TEXT SEGMENT:
==============================
# Multi's Witty Lake 40G Planted Tank



## Als49

It's my first African cichlid planted tank 

Low Light Low Tech Low Maintenance No CO2

Tank: 90 x 45 x 45 cm / 35" x 17" x 17" (155 liter / 40 gallons)

Lighting: T5 14W 6500K

Filtration: Eheim 2215, Jebo 828, Atman HF-0600

Substrate: Balinese sands, polystyrene beads

Hardscape: santigi drift woods, mountain rocks

Plants: anubias, bucephalandra

Animals: Neolamprologus multifasciatus, Julidochromis transcriptus, Melanoides tuberculata, Clithon corona, Neocaridina heteropoda "Red"

Here's the first scaped.









The Multis came in first. The Trans came 2 days after the Multis. The Multis who are supposed to occupy the shells, occupied the rocks instead. Hence the Trans had to settle between plants.









When I checked with the breeder, he said he never uses shells. He always uses PVC pipes.

Oooh poor my Multis! They've never seen shells before!

After 3 days, 2 of the Multis swam into the shells. But retreated back to the caves. And so far I haven't seen them swimming in and out of the shells.
I wonder when will they use the shells? :-? 









I added 5 more mountain rocks. Can you spot the additional rocks? :wink: 









Here's the left view.









Yay, some of the Trans finally can occupy the new rocks! (Only for a while before the Multis came and chased them away)


















I want to add a few Calvus but unfortunately noone breeds nor sells Calvus here :?


----------



## Deeda

Your tank is looking great, thanks for posting the pics.

You might want to try rotating the shells so the mouth is closer to the substrate. The multies will figure it out after awhile.


----------



## Als49

Thank you for your compliment Deeda.

Some of the shells' mouths are very close to the substrate. I hope they'll figure it out sooner since it's been a week since they've seen shells.


----------



## Als49

There were 2 Multis hovering together above a group of shells! 1 of them spat sands a few time. Is this a possible pair?
==============================
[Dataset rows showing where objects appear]

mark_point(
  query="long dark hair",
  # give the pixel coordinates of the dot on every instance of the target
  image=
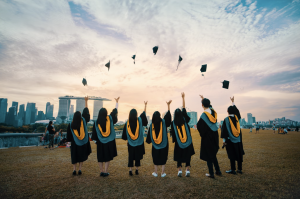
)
(178, 117)
(102, 118)
(76, 121)
(156, 119)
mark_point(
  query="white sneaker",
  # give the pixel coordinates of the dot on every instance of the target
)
(179, 173)
(187, 173)
(154, 174)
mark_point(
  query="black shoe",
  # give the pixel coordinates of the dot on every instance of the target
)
(218, 173)
(210, 176)
(231, 172)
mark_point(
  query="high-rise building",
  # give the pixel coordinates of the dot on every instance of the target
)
(80, 105)
(50, 112)
(30, 113)
(15, 104)
(63, 109)
(3, 109)
(71, 112)
(193, 116)
(46, 111)
(41, 115)
(97, 106)
(249, 116)
(11, 116)
(21, 114)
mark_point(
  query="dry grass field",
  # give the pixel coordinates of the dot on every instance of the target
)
(271, 170)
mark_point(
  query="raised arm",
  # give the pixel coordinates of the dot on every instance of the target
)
(145, 102)
(183, 100)
(86, 100)
(167, 117)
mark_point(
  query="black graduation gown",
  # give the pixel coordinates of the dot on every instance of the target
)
(182, 155)
(160, 156)
(209, 142)
(235, 151)
(106, 152)
(135, 153)
(78, 153)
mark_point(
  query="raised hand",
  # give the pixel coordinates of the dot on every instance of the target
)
(117, 99)
(169, 102)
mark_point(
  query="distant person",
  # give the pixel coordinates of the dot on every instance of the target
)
(104, 135)
(77, 134)
(133, 131)
(257, 128)
(158, 136)
(51, 130)
(209, 137)
(232, 138)
(181, 135)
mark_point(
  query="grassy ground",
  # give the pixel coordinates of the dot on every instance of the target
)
(271, 170)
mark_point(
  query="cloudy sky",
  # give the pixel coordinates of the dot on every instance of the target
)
(47, 47)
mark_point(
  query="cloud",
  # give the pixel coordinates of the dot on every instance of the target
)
(49, 46)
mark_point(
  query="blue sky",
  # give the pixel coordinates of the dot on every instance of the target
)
(47, 47)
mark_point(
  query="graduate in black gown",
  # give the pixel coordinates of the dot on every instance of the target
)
(104, 135)
(133, 131)
(181, 135)
(232, 138)
(158, 136)
(77, 134)
(208, 129)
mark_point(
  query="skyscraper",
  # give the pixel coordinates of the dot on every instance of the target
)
(11, 116)
(71, 112)
(41, 115)
(30, 113)
(80, 105)
(46, 111)
(21, 114)
(97, 106)
(253, 120)
(249, 116)
(193, 116)
(3, 109)
(50, 112)
(15, 104)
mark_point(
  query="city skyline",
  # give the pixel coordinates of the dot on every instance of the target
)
(252, 44)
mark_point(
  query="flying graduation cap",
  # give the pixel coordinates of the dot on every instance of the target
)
(225, 84)
(179, 60)
(155, 49)
(203, 69)
(108, 65)
(84, 82)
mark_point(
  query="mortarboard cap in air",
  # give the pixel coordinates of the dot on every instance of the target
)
(108, 65)
(225, 84)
==============================
PROBLEM SET:
**A)** Decide whether each statement agrees with the planted tank thread. Answer yes or no for each, and quote the deciding words of the thread.
(i) The Trans arrived two days after the Multis.
(ii) The breeder keeps his Multis in shells.
(iii) The tank runs without CO2.
**B)** List every line of the rows that contains the string "gown". Case counts.

RESPONSES FOR EACH TASK:
**A)**
(i) Yes: "The Trans came 2 days after the Multis."
(ii) No: "he said he never uses shells. He always uses PVC pipes."
(iii) Yes: "Low Light Low Tech Low Maintenance No CO2"

**B)**
  query="black graduation gown",
  query="graduate in black gown",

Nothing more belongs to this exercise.